• [WHAT YOU SHOULD DO]:
Reproduce word for word the stretch of the material from the line containing "Target: steel support post" through the end of the material, including both ends. Leave the pictures out of your answer.
+===+
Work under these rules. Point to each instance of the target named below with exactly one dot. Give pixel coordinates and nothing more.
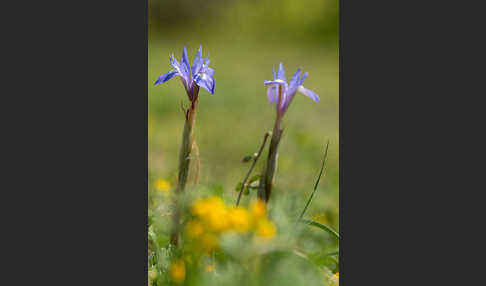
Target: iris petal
(197, 64)
(272, 94)
(205, 81)
(185, 64)
(281, 72)
(294, 82)
(308, 93)
(165, 77)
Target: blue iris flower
(288, 90)
(193, 77)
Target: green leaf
(317, 182)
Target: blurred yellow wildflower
(210, 268)
(209, 242)
(178, 271)
(213, 212)
(258, 209)
(239, 219)
(162, 185)
(266, 229)
(194, 228)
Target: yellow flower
(209, 242)
(178, 271)
(210, 268)
(266, 229)
(239, 219)
(162, 185)
(194, 228)
(258, 209)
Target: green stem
(321, 226)
(317, 182)
(266, 183)
(184, 165)
(255, 159)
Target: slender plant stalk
(185, 159)
(255, 159)
(322, 226)
(317, 182)
(266, 181)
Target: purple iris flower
(193, 77)
(288, 90)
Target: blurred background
(245, 39)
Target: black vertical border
(75, 150)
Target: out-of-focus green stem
(266, 181)
(184, 165)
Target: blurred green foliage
(255, 20)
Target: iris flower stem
(255, 159)
(185, 160)
(266, 181)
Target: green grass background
(245, 39)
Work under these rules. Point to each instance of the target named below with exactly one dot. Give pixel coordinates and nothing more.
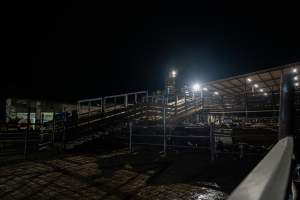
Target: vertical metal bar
(287, 94)
(53, 128)
(89, 114)
(126, 100)
(130, 137)
(176, 99)
(65, 130)
(212, 142)
(245, 101)
(78, 107)
(164, 125)
(27, 131)
(103, 104)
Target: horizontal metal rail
(270, 178)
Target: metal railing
(270, 179)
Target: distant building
(40, 110)
(170, 84)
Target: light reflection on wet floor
(84, 177)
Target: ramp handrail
(270, 178)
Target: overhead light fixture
(196, 87)
(295, 70)
(174, 73)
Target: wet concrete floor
(119, 175)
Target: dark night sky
(80, 49)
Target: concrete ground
(119, 176)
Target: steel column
(286, 114)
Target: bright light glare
(196, 87)
(174, 73)
(295, 70)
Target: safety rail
(270, 179)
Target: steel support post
(130, 137)
(27, 131)
(212, 142)
(164, 125)
(287, 93)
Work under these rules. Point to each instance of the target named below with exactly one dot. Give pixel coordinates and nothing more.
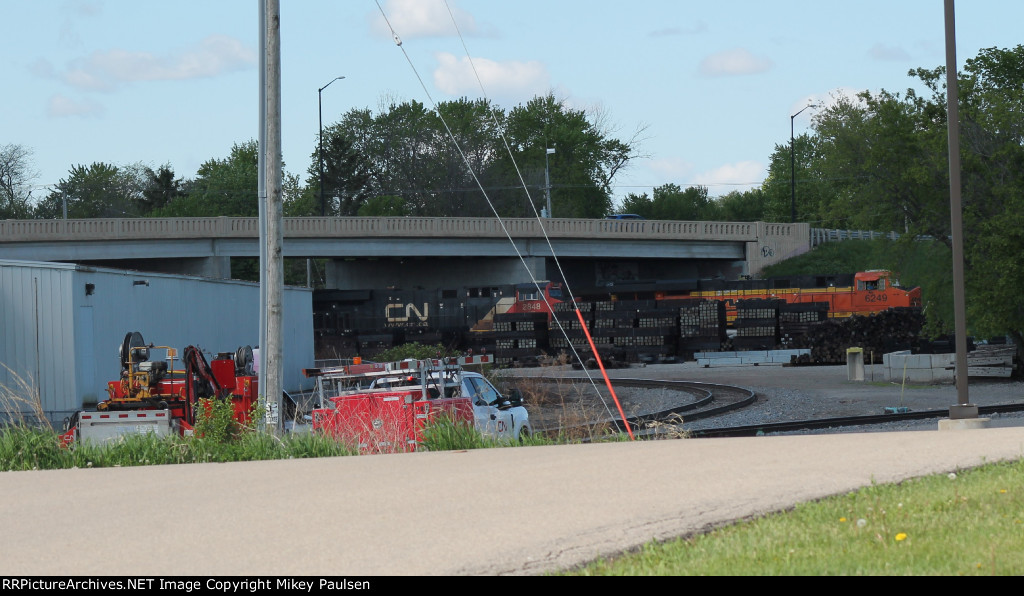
+===+
• [RESPONSE BELOW]:
Target: steel support post
(130, 137)
(27, 131)
(212, 142)
(164, 125)
(287, 93)
Work under these rules. Point to each instance of the target named below with exactly one dot. Give pixel coordinates and nothing more.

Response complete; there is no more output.